-- Given problem --
Leave out the pictures and copy the remaining records exactly.

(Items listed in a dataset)
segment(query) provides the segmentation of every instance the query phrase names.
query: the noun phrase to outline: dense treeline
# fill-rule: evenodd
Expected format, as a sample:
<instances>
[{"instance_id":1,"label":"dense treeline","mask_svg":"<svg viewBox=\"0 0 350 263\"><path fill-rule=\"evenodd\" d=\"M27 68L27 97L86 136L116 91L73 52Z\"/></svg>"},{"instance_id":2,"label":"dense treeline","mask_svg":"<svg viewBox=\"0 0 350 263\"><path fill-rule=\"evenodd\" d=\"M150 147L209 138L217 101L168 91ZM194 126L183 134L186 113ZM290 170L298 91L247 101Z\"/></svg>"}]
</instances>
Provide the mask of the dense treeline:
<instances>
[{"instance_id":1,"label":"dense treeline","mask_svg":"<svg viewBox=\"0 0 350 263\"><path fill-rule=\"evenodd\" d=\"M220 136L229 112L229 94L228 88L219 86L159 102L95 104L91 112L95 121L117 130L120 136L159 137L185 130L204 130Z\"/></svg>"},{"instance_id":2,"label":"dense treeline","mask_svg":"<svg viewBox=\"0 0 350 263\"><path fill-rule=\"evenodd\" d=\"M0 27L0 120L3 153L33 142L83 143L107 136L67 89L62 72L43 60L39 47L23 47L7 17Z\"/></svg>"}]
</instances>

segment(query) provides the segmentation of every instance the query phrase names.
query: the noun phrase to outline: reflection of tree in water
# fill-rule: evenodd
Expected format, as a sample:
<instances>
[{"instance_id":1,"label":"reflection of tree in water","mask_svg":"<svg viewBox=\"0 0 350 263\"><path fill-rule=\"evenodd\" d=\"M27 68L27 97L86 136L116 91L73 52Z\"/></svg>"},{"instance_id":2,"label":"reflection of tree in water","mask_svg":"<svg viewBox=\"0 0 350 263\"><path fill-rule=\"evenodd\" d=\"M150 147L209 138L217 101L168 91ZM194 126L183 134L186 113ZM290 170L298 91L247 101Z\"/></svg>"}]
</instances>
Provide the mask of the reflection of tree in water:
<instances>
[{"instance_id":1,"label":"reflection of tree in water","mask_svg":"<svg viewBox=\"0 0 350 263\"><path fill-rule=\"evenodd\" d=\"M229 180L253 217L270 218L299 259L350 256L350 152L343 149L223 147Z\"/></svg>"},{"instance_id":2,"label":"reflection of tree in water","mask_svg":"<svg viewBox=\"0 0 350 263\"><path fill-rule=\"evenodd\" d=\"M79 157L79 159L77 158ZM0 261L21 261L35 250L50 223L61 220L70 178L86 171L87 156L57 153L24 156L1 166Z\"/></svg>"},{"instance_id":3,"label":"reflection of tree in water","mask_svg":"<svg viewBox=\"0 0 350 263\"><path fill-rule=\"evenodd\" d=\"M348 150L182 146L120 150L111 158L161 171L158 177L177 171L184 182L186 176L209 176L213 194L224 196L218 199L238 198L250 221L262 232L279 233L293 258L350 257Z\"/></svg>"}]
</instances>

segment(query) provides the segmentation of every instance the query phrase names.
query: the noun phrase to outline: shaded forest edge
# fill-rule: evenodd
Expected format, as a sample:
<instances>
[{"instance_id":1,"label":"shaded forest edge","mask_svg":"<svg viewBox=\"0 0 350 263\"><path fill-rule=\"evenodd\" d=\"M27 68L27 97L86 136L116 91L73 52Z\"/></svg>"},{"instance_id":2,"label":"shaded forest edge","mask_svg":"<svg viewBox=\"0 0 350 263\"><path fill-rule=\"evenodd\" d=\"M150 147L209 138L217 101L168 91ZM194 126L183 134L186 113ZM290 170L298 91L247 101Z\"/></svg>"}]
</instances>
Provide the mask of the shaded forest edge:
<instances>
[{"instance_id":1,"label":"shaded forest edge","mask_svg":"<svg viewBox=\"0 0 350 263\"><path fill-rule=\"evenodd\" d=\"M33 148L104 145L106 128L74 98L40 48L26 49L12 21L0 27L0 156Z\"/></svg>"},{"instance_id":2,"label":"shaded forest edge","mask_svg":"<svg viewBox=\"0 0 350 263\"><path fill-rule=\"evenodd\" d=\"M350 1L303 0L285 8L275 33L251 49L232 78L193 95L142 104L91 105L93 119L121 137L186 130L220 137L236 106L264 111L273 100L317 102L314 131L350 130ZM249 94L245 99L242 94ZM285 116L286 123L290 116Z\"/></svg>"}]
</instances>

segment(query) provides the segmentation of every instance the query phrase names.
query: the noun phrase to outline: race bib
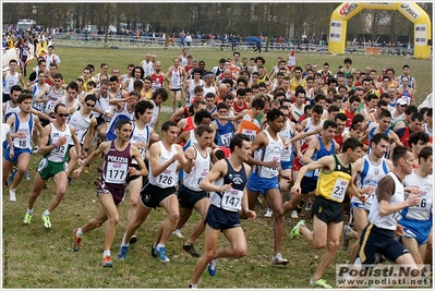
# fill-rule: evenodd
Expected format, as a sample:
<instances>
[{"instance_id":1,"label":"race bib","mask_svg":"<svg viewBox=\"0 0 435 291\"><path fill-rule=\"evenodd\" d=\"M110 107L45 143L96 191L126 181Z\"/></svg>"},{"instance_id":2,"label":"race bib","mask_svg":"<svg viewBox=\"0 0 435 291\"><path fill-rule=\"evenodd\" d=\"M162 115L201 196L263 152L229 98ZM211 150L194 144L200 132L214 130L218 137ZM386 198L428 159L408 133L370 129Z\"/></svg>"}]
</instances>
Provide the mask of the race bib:
<instances>
[{"instance_id":1,"label":"race bib","mask_svg":"<svg viewBox=\"0 0 435 291\"><path fill-rule=\"evenodd\" d=\"M349 181L342 179L337 179L334 185L333 193L330 197L335 201L342 202L345 199L346 190L348 189Z\"/></svg>"},{"instance_id":2,"label":"race bib","mask_svg":"<svg viewBox=\"0 0 435 291\"><path fill-rule=\"evenodd\" d=\"M106 170L106 182L112 184L125 183L128 174L128 165L121 162L109 161Z\"/></svg>"},{"instance_id":3,"label":"race bib","mask_svg":"<svg viewBox=\"0 0 435 291\"><path fill-rule=\"evenodd\" d=\"M243 129L242 133L245 134L250 138L250 142L254 141L255 135L257 135L257 133L255 131L246 130L246 129Z\"/></svg>"},{"instance_id":4,"label":"race bib","mask_svg":"<svg viewBox=\"0 0 435 291\"><path fill-rule=\"evenodd\" d=\"M231 189L222 194L220 207L229 211L239 211L242 209L243 191Z\"/></svg>"},{"instance_id":5,"label":"race bib","mask_svg":"<svg viewBox=\"0 0 435 291\"><path fill-rule=\"evenodd\" d=\"M220 135L220 142L222 143L222 146L229 147L230 146L230 141L232 137L232 133L226 133Z\"/></svg>"}]
</instances>

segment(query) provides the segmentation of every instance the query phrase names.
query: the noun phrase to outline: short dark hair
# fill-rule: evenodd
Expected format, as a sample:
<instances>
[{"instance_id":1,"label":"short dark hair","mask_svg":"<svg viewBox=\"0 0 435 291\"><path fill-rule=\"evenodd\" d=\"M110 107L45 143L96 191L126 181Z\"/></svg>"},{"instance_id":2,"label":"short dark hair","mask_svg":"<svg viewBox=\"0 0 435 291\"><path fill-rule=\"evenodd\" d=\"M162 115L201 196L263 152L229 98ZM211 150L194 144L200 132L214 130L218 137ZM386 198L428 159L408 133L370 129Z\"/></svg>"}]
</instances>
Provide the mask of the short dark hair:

-- Solution to this task --
segment(query) provides the segmentation of every instance the query phrase names.
query: the noun phrase to outline: dense treeline
# fill-rule: evenodd
Expected format, as a sample:
<instances>
[{"instance_id":1,"label":"dense treeline","mask_svg":"<svg viewBox=\"0 0 350 263\"><path fill-rule=\"evenodd\" d=\"M27 68L27 97L86 136L116 91L73 52Z\"/></svg>"},{"instance_id":2,"label":"dense treeline","mask_svg":"<svg viewBox=\"0 0 350 263\"><path fill-rule=\"evenodd\" d=\"M150 147L209 138L217 101L168 91ZM194 126L183 134L186 113ZM290 170L298 91L247 101Z\"/></svg>"}]
</instances>
Provide the mask of the dense treeline:
<instances>
[{"instance_id":1,"label":"dense treeline","mask_svg":"<svg viewBox=\"0 0 350 263\"><path fill-rule=\"evenodd\" d=\"M220 136L229 112L229 94L228 88L219 86L159 102L95 104L91 112L95 121L117 130L120 136L159 137L185 130L204 130Z\"/></svg>"},{"instance_id":2,"label":"dense treeline","mask_svg":"<svg viewBox=\"0 0 350 263\"><path fill-rule=\"evenodd\" d=\"M0 27L0 120L3 153L33 142L83 143L107 136L67 89L62 72L43 60L39 47L23 47L7 17Z\"/></svg>"}]
</instances>

segment(query) provides the segmentation of every instance the query phrase names.
query: the noun phrase to outline: reflection of tree in water
# fill-rule: evenodd
Expected format, as a sample:
<instances>
[{"instance_id":1,"label":"reflection of tree in water","mask_svg":"<svg viewBox=\"0 0 350 263\"><path fill-rule=\"evenodd\" d=\"M27 68L27 97L86 136L116 91L73 52Z\"/></svg>"},{"instance_id":2,"label":"reflection of tree in water","mask_svg":"<svg viewBox=\"0 0 350 263\"><path fill-rule=\"evenodd\" d=\"M150 147L209 138L217 101L168 91ZM194 126L183 134L186 113ZM290 170L298 91L247 101Z\"/></svg>"}]
</instances>
Provide the mask of the reflection of tree in water:
<instances>
[{"instance_id":1,"label":"reflection of tree in water","mask_svg":"<svg viewBox=\"0 0 350 263\"><path fill-rule=\"evenodd\" d=\"M229 180L253 217L270 218L299 259L350 256L350 152L343 149L223 147Z\"/></svg>"},{"instance_id":2,"label":"reflection of tree in water","mask_svg":"<svg viewBox=\"0 0 350 263\"><path fill-rule=\"evenodd\" d=\"M79 157L79 159L77 158ZM0 261L21 261L35 250L50 223L61 220L70 178L86 171L87 156L57 153L24 156L1 166Z\"/></svg>"},{"instance_id":3,"label":"reflection of tree in water","mask_svg":"<svg viewBox=\"0 0 350 263\"><path fill-rule=\"evenodd\" d=\"M348 150L182 146L120 150L111 158L161 171L158 177L177 171L184 182L186 176L209 176L213 194L224 196L218 199L238 198L250 221L262 232L279 233L293 258L350 257Z\"/></svg>"}]
</instances>

segment(query) provides the segmentation of every instance the query phrase names.
query: the noun phrase to outline: shaded forest edge
# fill-rule: evenodd
Expected format, as a sample:
<instances>
[{"instance_id":1,"label":"shaded forest edge","mask_svg":"<svg viewBox=\"0 0 350 263\"><path fill-rule=\"evenodd\" d=\"M27 68L27 97L86 136L116 91L73 52Z\"/></svg>"},{"instance_id":2,"label":"shaded forest edge","mask_svg":"<svg viewBox=\"0 0 350 263\"><path fill-rule=\"evenodd\" d=\"M150 147L209 138L217 101L168 91ZM194 126L183 134L186 113ZM290 170L298 91L247 101Z\"/></svg>"}]
</instances>
Provide the mask of the shaded forest edge:
<instances>
[{"instance_id":1,"label":"shaded forest edge","mask_svg":"<svg viewBox=\"0 0 350 263\"><path fill-rule=\"evenodd\" d=\"M33 148L104 145L106 128L74 98L40 48L26 49L12 21L0 27L0 156Z\"/></svg>"},{"instance_id":2,"label":"shaded forest edge","mask_svg":"<svg viewBox=\"0 0 350 263\"><path fill-rule=\"evenodd\" d=\"M350 1L303 0L285 8L275 33L251 49L232 78L193 95L142 104L91 105L93 119L121 137L186 130L220 137L236 106L264 111L273 100L317 102L314 131L350 130ZM249 94L245 99L242 94ZM285 116L286 123L290 116Z\"/></svg>"}]
</instances>

segment(query) provides the segmentation of every instance the query phrase names.
query: the noun phrase to outline: race bib
# fill-rule: evenodd
Expected format, as a sample:
<instances>
[{"instance_id":1,"label":"race bib","mask_svg":"<svg viewBox=\"0 0 435 291\"><path fill-rule=\"evenodd\" d=\"M110 107L45 143L96 191L126 181Z\"/></svg>"},{"instance_id":2,"label":"race bib","mask_svg":"<svg viewBox=\"0 0 435 291\"><path fill-rule=\"evenodd\" d=\"M162 115L201 196L263 152L229 98ZM211 150L194 144L200 132L214 130L218 137ZM386 198L428 159L408 133L370 129Z\"/></svg>"}]
</instances>
Provide the mask of the race bib:
<instances>
[{"instance_id":1,"label":"race bib","mask_svg":"<svg viewBox=\"0 0 435 291\"><path fill-rule=\"evenodd\" d=\"M349 181L342 179L337 179L334 185L333 193L330 197L335 201L342 202L345 199L346 190L348 189Z\"/></svg>"},{"instance_id":2,"label":"race bib","mask_svg":"<svg viewBox=\"0 0 435 291\"><path fill-rule=\"evenodd\" d=\"M106 170L106 182L112 184L125 183L128 174L128 165L121 162L109 161Z\"/></svg>"},{"instance_id":3,"label":"race bib","mask_svg":"<svg viewBox=\"0 0 435 291\"><path fill-rule=\"evenodd\" d=\"M243 129L242 133L245 134L250 138L250 142L254 141L255 135L257 135L257 133L255 131L246 130L246 129Z\"/></svg>"},{"instance_id":4,"label":"race bib","mask_svg":"<svg viewBox=\"0 0 435 291\"><path fill-rule=\"evenodd\" d=\"M231 189L222 194L220 207L229 211L239 211L242 209L243 191Z\"/></svg>"},{"instance_id":5,"label":"race bib","mask_svg":"<svg viewBox=\"0 0 435 291\"><path fill-rule=\"evenodd\" d=\"M220 135L220 142L222 143L222 146L229 147L230 146L230 141L232 137L232 133L226 133Z\"/></svg>"}]
</instances>

segment(query) provides the segmentation of every instance the query phrase names.
query: the noun phrase to outline: short dark hair
# fill-rule: evenodd
Expected format, as a sample:
<instances>
[{"instance_id":1,"label":"short dark hair","mask_svg":"<svg viewBox=\"0 0 435 291\"><path fill-rule=\"evenodd\" d=\"M110 107L45 143L96 191L126 181Z\"/></svg>"},{"instance_id":2,"label":"short dark hair","mask_svg":"<svg viewBox=\"0 0 435 291\"><path fill-rule=\"evenodd\" d=\"M162 115L201 196L263 152L229 98ZM211 150L194 144L200 132L214 130L218 137ZM386 198L428 159L408 133L370 129Z\"/></svg>"}]
</instances>
Provide the mask of the short dark hair:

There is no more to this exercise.